→ **Records**
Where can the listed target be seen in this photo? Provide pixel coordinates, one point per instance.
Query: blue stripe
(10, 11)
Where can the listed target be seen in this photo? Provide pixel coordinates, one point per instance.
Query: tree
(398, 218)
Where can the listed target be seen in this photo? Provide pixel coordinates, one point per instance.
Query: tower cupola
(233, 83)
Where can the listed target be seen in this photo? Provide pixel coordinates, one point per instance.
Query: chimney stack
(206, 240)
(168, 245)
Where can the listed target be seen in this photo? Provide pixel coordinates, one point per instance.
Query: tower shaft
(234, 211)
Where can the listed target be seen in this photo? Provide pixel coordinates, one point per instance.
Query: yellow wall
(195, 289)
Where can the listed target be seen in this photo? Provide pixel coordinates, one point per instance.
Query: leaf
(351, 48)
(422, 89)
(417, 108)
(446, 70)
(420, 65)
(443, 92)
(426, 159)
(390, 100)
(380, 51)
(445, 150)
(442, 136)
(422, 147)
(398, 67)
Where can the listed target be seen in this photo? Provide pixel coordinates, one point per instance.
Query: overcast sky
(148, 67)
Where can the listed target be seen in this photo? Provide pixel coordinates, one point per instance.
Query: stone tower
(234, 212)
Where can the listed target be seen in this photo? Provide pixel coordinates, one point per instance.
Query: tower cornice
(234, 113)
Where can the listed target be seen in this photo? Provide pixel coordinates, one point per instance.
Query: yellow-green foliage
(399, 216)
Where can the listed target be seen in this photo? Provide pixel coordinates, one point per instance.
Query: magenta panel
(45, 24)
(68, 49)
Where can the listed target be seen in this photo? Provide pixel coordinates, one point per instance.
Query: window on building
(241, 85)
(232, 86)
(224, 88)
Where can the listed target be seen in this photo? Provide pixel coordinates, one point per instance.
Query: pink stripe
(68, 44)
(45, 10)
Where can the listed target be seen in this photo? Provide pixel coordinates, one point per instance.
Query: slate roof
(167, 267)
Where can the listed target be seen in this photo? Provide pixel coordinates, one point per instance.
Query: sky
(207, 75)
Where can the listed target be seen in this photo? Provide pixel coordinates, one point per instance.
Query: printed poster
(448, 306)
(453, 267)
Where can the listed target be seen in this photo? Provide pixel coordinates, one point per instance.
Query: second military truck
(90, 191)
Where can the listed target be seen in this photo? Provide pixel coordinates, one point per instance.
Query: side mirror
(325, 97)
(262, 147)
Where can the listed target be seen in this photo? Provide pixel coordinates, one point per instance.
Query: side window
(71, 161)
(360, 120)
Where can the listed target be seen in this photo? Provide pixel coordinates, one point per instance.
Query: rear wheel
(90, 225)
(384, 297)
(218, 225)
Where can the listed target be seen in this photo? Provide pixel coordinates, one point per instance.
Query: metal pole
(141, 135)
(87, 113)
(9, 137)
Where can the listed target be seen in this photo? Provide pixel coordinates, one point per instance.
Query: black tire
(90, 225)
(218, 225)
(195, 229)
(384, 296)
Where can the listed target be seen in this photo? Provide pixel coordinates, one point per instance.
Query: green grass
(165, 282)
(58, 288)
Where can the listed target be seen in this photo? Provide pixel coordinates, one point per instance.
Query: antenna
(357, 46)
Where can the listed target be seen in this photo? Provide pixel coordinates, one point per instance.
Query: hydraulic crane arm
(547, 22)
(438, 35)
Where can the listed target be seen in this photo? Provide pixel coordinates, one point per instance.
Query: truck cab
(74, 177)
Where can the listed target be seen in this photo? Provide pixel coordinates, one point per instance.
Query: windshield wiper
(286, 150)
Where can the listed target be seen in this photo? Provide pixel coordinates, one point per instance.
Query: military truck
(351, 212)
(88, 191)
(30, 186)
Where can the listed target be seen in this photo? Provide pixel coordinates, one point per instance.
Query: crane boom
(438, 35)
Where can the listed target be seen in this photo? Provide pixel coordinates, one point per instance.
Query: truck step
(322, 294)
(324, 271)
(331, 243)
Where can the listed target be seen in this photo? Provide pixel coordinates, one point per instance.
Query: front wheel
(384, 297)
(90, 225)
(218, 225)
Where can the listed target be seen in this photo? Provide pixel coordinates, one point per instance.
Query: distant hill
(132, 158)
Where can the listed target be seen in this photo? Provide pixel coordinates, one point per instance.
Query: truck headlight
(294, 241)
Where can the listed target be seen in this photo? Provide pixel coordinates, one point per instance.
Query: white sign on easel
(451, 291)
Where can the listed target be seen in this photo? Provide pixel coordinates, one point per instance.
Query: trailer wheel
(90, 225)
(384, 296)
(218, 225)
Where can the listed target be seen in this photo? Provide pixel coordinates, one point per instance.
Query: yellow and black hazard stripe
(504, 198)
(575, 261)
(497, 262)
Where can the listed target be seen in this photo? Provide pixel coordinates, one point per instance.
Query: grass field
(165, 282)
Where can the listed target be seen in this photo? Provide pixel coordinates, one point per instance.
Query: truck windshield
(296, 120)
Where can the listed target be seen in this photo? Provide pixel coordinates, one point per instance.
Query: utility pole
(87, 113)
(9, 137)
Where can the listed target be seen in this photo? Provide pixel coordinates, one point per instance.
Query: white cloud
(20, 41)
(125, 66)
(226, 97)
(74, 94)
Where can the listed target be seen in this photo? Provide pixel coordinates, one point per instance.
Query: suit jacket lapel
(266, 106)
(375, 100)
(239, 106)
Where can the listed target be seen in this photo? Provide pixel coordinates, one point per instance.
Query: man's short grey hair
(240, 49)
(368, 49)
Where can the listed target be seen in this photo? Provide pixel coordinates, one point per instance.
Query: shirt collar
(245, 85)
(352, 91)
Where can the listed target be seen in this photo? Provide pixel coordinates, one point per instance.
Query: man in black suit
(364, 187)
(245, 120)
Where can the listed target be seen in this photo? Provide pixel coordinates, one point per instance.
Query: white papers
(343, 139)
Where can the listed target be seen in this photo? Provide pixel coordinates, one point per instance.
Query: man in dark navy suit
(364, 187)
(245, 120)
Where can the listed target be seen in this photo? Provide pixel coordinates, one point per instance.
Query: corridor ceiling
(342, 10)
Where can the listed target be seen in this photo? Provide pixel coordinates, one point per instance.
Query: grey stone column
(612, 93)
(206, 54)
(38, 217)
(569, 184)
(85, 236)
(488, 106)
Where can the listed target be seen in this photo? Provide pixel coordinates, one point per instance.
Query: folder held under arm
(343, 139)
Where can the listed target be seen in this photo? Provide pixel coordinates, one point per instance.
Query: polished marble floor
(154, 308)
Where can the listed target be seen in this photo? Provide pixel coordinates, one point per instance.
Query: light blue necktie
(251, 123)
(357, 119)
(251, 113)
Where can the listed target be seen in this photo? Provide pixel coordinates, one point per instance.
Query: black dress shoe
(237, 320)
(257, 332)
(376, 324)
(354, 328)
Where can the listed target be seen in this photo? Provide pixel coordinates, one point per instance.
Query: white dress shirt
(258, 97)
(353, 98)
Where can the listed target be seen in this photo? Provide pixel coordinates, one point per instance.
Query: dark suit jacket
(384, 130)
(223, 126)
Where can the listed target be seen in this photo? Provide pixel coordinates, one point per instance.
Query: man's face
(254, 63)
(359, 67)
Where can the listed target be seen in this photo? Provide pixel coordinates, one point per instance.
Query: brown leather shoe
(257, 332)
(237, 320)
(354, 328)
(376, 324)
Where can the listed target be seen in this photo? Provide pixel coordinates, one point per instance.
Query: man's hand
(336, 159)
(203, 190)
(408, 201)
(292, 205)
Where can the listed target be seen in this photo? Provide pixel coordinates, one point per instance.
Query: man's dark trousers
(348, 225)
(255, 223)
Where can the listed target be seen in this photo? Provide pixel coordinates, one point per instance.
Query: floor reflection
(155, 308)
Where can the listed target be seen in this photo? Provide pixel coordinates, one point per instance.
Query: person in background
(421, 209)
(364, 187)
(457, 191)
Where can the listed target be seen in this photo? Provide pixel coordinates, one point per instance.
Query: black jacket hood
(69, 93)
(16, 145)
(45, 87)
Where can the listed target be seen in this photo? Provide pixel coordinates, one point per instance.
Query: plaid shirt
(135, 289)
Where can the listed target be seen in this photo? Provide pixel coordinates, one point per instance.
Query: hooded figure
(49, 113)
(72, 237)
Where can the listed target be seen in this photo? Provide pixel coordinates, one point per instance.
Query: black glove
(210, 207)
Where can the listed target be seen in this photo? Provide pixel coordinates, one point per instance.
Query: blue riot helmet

→ **Exercise description**
Please quote exactly the lines from the one containing "Query: man's dark trousers" through the last line of the records above, both included, and nothing else.

→ **Your response**
Query: man's dark trousers
(348, 225)
(255, 223)
Where can the listed target be seen in this photo? Provide pixel coordinates, one point per instance.
Query: floor reflection
(155, 308)
Where can the listed target be seen in this photo? Provide pixel coordinates, one point per instance.
Query: person in background
(421, 209)
(364, 187)
(457, 191)
Where can the listed target be seen in this photo? Provide pixel coordinates, one point per instance.
Query: black jacket hood
(69, 93)
(16, 145)
(45, 87)
Where can the listed target be seen in this photo? Provide pixel coordinates, one point per instance.
Query: plaid shirt
(135, 289)
Where can the listed target be seen in this photo? Provide pixel coordinates, one point per instance.
Query: hooded figure
(49, 113)
(72, 237)
Where can the listed target be seen in this photo? Provide pixel coordinates, one point per instance.
Query: black glove
(210, 207)
Where can the listed target be seen in this photo? Provide pixel coordinates, one point per instance.
Query: blue riot helmet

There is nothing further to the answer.